(DESCRIPTION OF THE TASK)
Below are some records. Return exactly the lines from the one with "sea water, and" to the one with "of the pebble", and nothing else.

(Records excerpted from a collection)

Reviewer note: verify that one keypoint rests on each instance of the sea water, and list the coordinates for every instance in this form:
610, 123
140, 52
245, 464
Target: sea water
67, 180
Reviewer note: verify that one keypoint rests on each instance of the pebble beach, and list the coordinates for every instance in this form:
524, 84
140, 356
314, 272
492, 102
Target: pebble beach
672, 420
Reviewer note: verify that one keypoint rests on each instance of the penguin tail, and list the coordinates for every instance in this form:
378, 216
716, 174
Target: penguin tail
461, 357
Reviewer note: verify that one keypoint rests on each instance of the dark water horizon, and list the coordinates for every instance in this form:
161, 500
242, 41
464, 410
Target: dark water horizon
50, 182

--

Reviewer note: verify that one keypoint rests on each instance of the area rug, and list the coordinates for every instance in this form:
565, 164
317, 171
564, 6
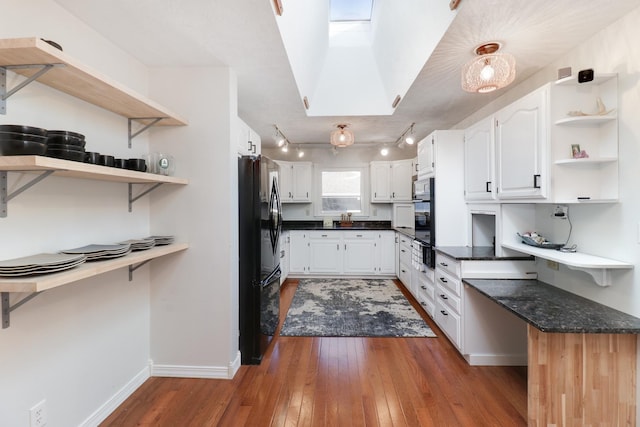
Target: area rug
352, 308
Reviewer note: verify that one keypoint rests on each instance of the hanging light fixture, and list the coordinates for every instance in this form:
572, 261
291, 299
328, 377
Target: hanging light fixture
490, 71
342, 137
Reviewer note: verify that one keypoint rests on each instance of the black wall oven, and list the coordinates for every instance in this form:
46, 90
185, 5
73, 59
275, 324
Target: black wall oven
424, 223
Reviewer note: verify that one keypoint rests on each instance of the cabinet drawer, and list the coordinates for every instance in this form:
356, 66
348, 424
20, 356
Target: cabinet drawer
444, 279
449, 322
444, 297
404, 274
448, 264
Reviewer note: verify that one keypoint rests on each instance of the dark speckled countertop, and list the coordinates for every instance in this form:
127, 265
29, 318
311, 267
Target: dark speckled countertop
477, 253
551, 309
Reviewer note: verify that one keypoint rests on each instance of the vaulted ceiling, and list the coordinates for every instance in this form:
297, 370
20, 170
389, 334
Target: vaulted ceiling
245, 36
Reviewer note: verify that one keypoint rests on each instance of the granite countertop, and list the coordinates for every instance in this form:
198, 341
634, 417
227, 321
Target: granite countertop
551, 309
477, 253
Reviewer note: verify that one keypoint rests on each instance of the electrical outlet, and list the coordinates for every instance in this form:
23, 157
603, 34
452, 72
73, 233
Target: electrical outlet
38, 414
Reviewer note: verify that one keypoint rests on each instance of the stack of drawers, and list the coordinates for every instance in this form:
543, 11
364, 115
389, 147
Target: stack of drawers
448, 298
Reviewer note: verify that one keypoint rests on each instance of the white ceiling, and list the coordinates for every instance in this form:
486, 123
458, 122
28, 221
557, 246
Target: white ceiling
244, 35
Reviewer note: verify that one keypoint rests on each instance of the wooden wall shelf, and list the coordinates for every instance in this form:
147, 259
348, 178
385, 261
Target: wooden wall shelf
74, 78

(EXPECTED ANSWER)
Reviewer note: verify that one keypoint rests on each instance of the sea water, and list the coordinates for every instance in this form:
610, 123
140, 52
245, 464
Target: sea water
67, 180
Reviewer note: verify that one keypoint rests on each instance of the pebble beach, and list the coordinates for every instance in this form:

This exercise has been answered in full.